> _Aim of the exercise_
Pull out every line of the items below that contains the string "plain". Treat matching as case-sensitive.
-- START --
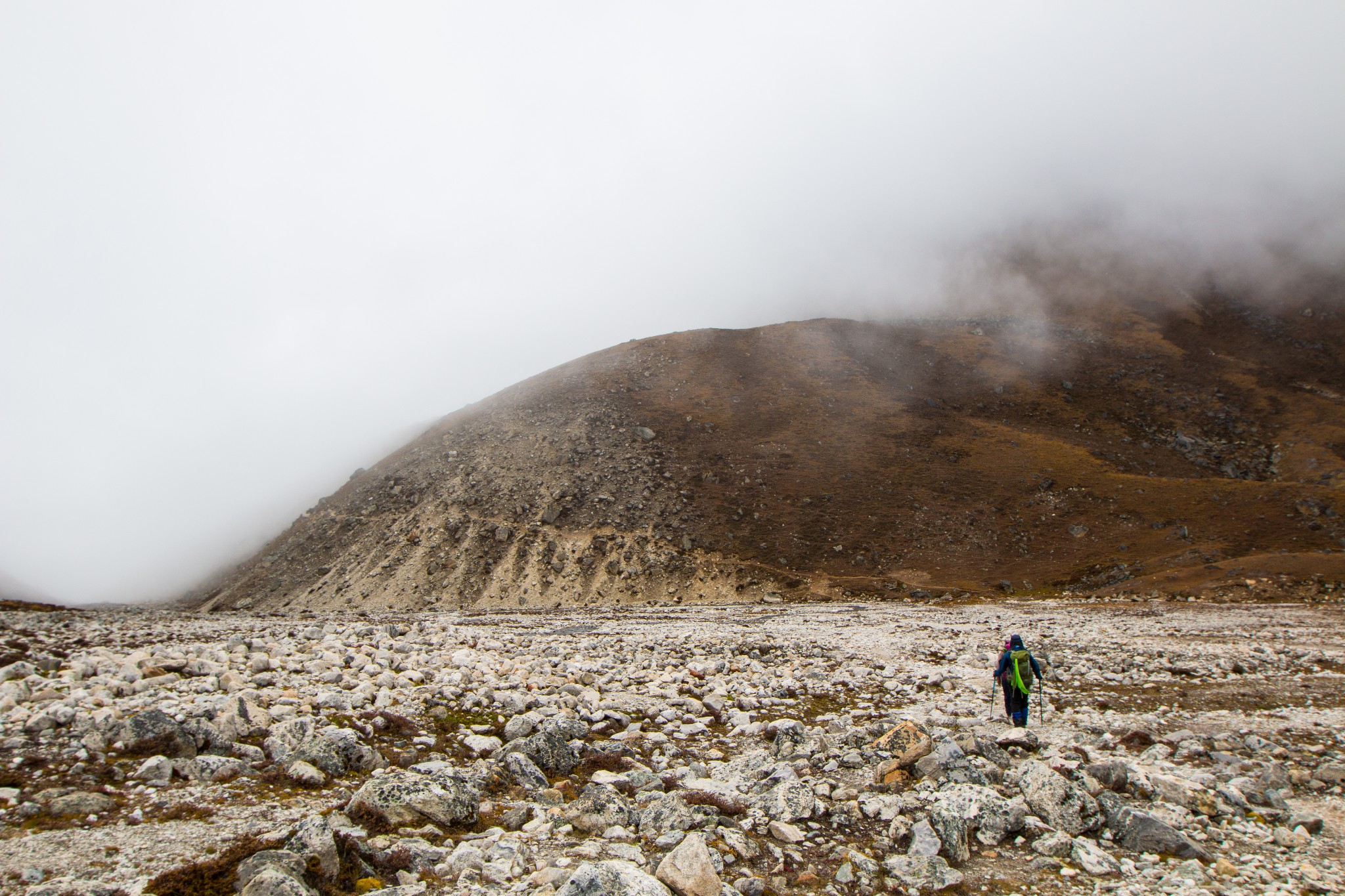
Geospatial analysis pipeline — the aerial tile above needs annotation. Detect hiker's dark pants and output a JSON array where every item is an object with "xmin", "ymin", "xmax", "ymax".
[{"xmin": 1005, "ymin": 684, "xmax": 1028, "ymax": 728}]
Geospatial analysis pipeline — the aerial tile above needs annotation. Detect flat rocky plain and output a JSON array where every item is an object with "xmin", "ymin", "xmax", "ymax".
[{"xmin": 0, "ymin": 595, "xmax": 1345, "ymax": 896}]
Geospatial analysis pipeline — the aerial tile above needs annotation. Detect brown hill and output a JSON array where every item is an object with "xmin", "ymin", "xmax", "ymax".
[{"xmin": 198, "ymin": 290, "xmax": 1345, "ymax": 610}]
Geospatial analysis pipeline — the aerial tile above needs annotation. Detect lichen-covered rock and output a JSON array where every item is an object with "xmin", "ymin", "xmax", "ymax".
[
  {"xmin": 1107, "ymin": 806, "xmax": 1210, "ymax": 863},
  {"xmin": 882, "ymin": 856, "xmax": 961, "ymax": 892},
  {"xmin": 234, "ymin": 849, "xmax": 313, "ymax": 896},
  {"xmin": 565, "ymin": 784, "xmax": 635, "ymax": 834},
  {"xmin": 47, "ymin": 790, "xmax": 117, "ymax": 815},
  {"xmin": 757, "ymin": 780, "xmax": 816, "ymax": 821},
  {"xmin": 929, "ymin": 784, "xmax": 1028, "ymax": 865},
  {"xmin": 508, "ymin": 720, "xmax": 580, "ymax": 775},
  {"xmin": 556, "ymin": 859, "xmax": 671, "ymax": 896},
  {"xmin": 1069, "ymin": 837, "xmax": 1120, "ymax": 877},
  {"xmin": 653, "ymin": 830, "xmax": 722, "ymax": 896},
  {"xmin": 1018, "ymin": 760, "xmax": 1101, "ymax": 836},
  {"xmin": 117, "ymin": 710, "xmax": 196, "ymax": 759},
  {"xmin": 873, "ymin": 721, "xmax": 933, "ymax": 769},
  {"xmin": 638, "ymin": 794, "xmax": 697, "ymax": 837},
  {"xmin": 345, "ymin": 773, "xmax": 480, "ymax": 828},
  {"xmin": 285, "ymin": 815, "xmax": 340, "ymax": 878}
]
-- END --
> _Result of this task_
Geospatial analysis pipeline — the aerial tile above needs annotation. Detect flat rocky plain and output a JSON array where every item is an object with "xmin", "ymin", "xmax", "ymax".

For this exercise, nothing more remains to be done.